Supplied passage:

-.-.-

Yes. In 2021, the PM implemented another poll promise, of promoting organic farming by banning the import and use of chemical fertilisers and pesticides. It led to panic about shortages and food prices rocketed.
According to some observers, this was done also to conserve forex because fertilisers were costing the country $300 million to $400 million every year. But six months after that announcement, the government revoked the ban. This January, the government announced $200 million in compensation to rice farmers who had to take losses because of the ban.
If a country were a pile-up… So, what has happened now for the country to grab everyone’s attention?
Inflation has been rising, forex reserves fell to $2.36 billion in January, when their import bill had come to $20.6 billion in 2021 and they have a $1 billion bond repayment due in July. The country is running out of fuel. There are long queues at banks and food shortage is forcing people to flee. Refugees have started arriving in Tamil Nadu.
How will this end?
IMF does not sound too optimistic. The debt and poor ability to manage public finances will limit growth and even jeopardise macroeconomic stability in the near and medium term, it has said.
The government has no plans?
It does. It hopes to tide over the forex shortages in the near-term with government-to-government loans, currency swaps with foreign central banks…
Yes, in which Sri Lanka could give its local currency in exchange for foreign currency it needs to repay debt.
Oh okay, and?
The government also plans to generate more revenue–either by sale or through more efficient operations–from underutilised public assets and temporary export surrender requirements, which is basically pushing exporters to bring the forex they have earned into Sri Lanka and convert the earnings into the local currency so that the banks can distribute the foreign currency to people who need it for imports and other payments.
Will these be enough?
The IMF isn’t very confident. In the latest note, it said, “The authorities have presented plans to tackle the crisis but these are unlikely to put the economy back on a stable and sustainable path.”

-.-.-

Exercises to complete:
A) Return the section of the Sri Lanka crisis explainer starting at "It does. It" and ending at "to repay debt.", word for word.
B) Write the next part of the Sri Lanka crisis explainer, picking up after its final line.

-.-.-

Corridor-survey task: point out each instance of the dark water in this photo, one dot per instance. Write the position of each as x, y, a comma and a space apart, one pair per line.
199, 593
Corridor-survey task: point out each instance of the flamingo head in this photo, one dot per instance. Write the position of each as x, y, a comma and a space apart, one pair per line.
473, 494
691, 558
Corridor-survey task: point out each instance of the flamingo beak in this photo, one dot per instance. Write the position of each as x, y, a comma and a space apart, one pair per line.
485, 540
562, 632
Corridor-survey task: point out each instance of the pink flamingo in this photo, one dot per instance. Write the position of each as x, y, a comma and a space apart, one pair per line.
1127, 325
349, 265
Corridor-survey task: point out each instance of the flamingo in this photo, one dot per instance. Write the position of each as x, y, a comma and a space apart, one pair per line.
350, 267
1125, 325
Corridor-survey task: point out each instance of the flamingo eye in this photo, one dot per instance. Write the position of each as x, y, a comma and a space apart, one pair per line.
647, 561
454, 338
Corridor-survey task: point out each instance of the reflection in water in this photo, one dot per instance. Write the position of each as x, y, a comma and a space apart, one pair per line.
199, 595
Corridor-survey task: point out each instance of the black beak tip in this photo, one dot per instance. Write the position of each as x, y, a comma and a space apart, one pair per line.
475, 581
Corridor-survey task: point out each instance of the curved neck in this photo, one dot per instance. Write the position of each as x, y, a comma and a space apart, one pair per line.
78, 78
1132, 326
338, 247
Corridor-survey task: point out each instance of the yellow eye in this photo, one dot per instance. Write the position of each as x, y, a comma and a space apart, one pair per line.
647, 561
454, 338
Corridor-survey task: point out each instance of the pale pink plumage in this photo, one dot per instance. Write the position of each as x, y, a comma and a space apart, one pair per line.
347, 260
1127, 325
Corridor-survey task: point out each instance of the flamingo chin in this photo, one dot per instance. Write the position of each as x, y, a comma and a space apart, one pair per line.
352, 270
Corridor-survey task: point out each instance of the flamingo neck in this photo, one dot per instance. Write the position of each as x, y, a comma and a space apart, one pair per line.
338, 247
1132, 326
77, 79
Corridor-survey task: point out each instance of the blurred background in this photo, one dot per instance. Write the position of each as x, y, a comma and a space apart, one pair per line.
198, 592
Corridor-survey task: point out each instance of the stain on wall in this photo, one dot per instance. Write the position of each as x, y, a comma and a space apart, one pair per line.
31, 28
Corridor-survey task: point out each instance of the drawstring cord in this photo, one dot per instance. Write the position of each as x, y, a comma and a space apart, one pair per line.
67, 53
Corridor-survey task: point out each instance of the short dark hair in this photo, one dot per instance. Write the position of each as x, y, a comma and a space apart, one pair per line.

-.-.-

Responses per task:
A)
It does. It hopes to tide over the forex shortages in the near-term with government-to-government loans, currency swaps with foreign central banks…
Yes, in which Sri Lanka could give its local currency in exchange for foreign currency it needs to repay debt.

B)
What does the IMF advise?
First, to protect the vulnerable and the poor through policy. “In addition to creating fiscal space for higher social safety net spending, the coverage, targeting, and per-family benefit needs to be strengthened to provide adequate protection for vulnerable groups,” it has said.
Then to improve revenue generation and collection. “Fiscal consolidation should be primarily revenue-based, given Sri Lanka’s very low tax-to-GDP ratio. The needed revenue should be mobilized from CIT, PIT, and VAT, by raising rates, minimizing exemptions, and ensuring greater contributions from high-income earners,” the note said.
So raise taxes and expand the tax base?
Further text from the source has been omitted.